Challenge
Collect every line of the records below that contains the word "white". Case counts, so only lines with that exact capitalization qualify.

(Excerpts of bounding box data)
*-*-*

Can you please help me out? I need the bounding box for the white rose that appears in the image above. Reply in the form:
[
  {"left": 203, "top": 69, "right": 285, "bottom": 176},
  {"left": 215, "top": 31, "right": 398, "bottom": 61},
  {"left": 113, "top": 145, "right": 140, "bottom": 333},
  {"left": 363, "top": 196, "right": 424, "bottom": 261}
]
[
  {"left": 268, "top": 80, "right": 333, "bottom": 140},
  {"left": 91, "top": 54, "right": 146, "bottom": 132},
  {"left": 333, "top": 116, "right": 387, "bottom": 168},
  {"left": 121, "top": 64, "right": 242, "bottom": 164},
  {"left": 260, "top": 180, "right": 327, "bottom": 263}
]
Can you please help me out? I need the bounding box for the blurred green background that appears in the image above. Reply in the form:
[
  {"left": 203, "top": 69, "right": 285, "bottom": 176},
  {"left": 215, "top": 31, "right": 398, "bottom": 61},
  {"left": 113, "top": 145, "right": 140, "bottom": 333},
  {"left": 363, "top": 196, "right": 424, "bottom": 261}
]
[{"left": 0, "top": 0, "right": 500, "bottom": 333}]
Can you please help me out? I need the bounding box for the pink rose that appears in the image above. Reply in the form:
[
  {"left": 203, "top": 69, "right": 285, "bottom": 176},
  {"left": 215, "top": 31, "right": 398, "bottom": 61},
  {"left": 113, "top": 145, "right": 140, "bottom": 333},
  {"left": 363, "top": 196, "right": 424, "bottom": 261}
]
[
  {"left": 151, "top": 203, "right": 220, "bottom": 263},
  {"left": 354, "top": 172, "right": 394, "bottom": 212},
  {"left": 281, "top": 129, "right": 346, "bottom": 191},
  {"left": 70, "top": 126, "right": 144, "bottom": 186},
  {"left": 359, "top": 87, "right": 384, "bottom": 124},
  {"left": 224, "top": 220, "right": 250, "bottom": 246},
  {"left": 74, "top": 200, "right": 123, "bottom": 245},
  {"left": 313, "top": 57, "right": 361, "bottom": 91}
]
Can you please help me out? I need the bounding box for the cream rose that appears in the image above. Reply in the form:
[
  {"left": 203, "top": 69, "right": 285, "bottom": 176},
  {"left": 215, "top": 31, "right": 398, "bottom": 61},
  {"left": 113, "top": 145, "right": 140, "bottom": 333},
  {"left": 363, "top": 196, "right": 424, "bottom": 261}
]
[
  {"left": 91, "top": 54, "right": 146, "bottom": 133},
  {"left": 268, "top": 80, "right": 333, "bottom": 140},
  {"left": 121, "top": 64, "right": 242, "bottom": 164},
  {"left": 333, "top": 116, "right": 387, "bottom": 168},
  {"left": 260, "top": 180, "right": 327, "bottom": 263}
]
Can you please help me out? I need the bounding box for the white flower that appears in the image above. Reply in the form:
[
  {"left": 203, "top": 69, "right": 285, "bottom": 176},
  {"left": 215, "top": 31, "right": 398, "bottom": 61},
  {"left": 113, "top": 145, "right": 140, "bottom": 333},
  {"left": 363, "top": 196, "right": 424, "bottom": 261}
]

*-*-*

Response for this exercise
Can you please help me out? I need the bounding box for the white rose that appears in the image above. Reply in the form:
Can you please help me out? I need the bounding box for the white flower that appears in the image above. Reply in the form:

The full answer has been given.